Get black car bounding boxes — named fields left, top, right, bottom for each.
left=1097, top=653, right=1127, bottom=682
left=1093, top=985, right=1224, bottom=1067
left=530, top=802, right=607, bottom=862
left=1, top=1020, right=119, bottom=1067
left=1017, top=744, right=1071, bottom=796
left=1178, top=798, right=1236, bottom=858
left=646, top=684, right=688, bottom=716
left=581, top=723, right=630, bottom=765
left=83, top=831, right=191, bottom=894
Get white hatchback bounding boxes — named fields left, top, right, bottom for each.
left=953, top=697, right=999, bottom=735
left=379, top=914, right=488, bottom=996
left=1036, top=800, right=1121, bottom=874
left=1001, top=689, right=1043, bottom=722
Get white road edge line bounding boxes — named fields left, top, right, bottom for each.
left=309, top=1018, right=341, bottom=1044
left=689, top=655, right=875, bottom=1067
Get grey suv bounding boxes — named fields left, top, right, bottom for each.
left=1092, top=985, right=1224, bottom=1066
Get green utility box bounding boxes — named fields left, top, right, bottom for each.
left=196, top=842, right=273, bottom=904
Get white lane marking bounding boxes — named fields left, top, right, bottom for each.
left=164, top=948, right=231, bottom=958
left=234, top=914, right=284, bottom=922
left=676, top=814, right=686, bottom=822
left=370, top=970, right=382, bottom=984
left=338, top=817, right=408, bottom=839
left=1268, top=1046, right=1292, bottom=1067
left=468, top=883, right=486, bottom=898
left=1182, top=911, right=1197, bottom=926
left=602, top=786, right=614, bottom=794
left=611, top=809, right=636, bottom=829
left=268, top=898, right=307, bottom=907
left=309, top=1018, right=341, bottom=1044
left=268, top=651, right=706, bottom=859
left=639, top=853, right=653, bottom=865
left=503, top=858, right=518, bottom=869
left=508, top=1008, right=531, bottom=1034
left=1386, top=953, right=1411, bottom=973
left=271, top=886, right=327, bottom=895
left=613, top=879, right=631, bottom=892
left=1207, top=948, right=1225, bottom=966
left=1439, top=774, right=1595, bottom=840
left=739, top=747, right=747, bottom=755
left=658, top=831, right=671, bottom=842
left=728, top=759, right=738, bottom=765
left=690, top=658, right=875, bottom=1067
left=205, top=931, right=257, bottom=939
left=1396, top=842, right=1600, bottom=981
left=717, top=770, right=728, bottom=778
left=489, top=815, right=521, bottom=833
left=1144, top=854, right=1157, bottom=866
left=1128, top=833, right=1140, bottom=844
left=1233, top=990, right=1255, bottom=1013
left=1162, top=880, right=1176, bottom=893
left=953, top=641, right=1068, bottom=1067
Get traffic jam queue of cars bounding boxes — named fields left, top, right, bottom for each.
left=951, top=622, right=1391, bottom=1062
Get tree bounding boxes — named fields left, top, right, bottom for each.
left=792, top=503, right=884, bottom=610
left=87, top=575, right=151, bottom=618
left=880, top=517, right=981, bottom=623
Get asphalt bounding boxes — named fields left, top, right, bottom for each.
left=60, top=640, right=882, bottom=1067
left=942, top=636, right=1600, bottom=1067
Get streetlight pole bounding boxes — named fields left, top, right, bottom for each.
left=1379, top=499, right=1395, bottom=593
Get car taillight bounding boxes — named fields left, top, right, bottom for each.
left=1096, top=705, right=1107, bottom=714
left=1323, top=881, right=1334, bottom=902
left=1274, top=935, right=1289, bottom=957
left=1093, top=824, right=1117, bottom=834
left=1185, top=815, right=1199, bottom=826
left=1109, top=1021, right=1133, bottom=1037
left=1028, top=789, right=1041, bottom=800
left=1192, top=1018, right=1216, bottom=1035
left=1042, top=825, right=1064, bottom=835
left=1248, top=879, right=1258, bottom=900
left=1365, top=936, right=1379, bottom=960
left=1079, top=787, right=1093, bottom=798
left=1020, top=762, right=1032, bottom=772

※ ※ ※

→ Task: An exact transcription of all the records is needed.

→ Answer box:
Get black car bounding boxes — named fields left, top, right, bottom for each.
left=1097, top=653, right=1127, bottom=682
left=1093, top=985, right=1224, bottom=1067
left=530, top=802, right=607, bottom=862
left=1, top=1020, right=119, bottom=1067
left=1017, top=744, right=1071, bottom=796
left=1178, top=798, right=1236, bottom=858
left=646, top=684, right=688, bottom=716
left=581, top=723, right=630, bottom=765
left=83, top=831, right=191, bottom=894
Get white hatchback bounding boxes — named fields left, top, right, bottom for each.
left=953, top=697, right=999, bottom=735
left=379, top=914, right=488, bottom=996
left=1036, top=800, right=1121, bottom=874
left=1001, top=689, right=1043, bottom=722
Get white road edge line bounding boxes — named fields left, top, right, bottom for each.
left=309, top=1018, right=341, bottom=1044
left=689, top=655, right=875, bottom=1067
Get grey suv bounding boxes — named fields left, top, right, bottom for each.
left=1092, top=985, right=1224, bottom=1066
Get green utility box bounding boxes — named fields left, top, right, bottom for each.
left=196, top=842, right=273, bottom=904
Get white lane marking bounding boxes — named fields left, top, right, bottom for each.
left=164, top=948, right=231, bottom=958
left=234, top=914, right=284, bottom=922
left=676, top=814, right=686, bottom=822
left=370, top=970, right=382, bottom=984
left=338, top=817, right=408, bottom=839
left=1268, top=1046, right=1292, bottom=1067
left=468, top=883, right=486, bottom=898
left=1182, top=911, right=1197, bottom=926
left=602, top=786, right=614, bottom=794
left=611, top=809, right=636, bottom=829
left=268, top=898, right=307, bottom=907
left=309, top=1018, right=341, bottom=1044
left=268, top=651, right=706, bottom=859
left=639, top=853, right=653, bottom=865
left=503, top=858, right=518, bottom=869
left=508, top=1008, right=531, bottom=1034
left=1386, top=953, right=1411, bottom=973
left=271, top=886, right=327, bottom=895
left=613, top=879, right=631, bottom=892
left=1207, top=948, right=1225, bottom=966
left=1439, top=774, right=1595, bottom=840
left=739, top=747, right=747, bottom=755
left=658, top=831, right=671, bottom=842
left=728, top=759, right=738, bottom=765
left=690, top=658, right=875, bottom=1067
left=205, top=931, right=257, bottom=939
left=1396, top=842, right=1600, bottom=981
left=717, top=770, right=728, bottom=778
left=489, top=815, right=521, bottom=833
left=1144, top=854, right=1157, bottom=866
left=1128, top=833, right=1140, bottom=844
left=1233, top=990, right=1255, bottom=1013
left=1162, top=880, right=1176, bottom=893
left=953, top=641, right=1068, bottom=1067
Get traffic jam queue of cars bounding boxes — named fields left, top, right, bottom for each.
left=951, top=622, right=1391, bottom=1062
Get tree bounding boxes — named fields left, top, right, bottom for each.
left=792, top=503, right=884, bottom=610
left=87, top=575, right=151, bottom=618
left=880, top=517, right=981, bottom=623
Get asphalt bounding boxes — named fields left, top, right, bottom for each.
left=60, top=640, right=882, bottom=1067
left=942, top=636, right=1600, bottom=1067
Get streetlight pole bounding boxes — named fields left, top, right, bottom for each.
left=1379, top=499, right=1395, bottom=593
Get car taillight bounding boxes — named fields left, top, right, bottom for each.
left=1096, top=705, right=1107, bottom=714
left=1323, top=881, right=1334, bottom=902
left=1274, top=935, right=1289, bottom=957
left=1093, top=824, right=1117, bottom=834
left=1185, top=815, right=1199, bottom=826
left=1109, top=1021, right=1133, bottom=1037
left=1028, top=789, right=1041, bottom=800
left=1192, top=1018, right=1216, bottom=1035
left=1042, top=825, right=1064, bottom=835
left=1248, top=879, right=1258, bottom=900
left=1365, top=936, right=1379, bottom=960
left=1079, top=787, right=1093, bottom=798
left=1020, top=762, right=1032, bottom=772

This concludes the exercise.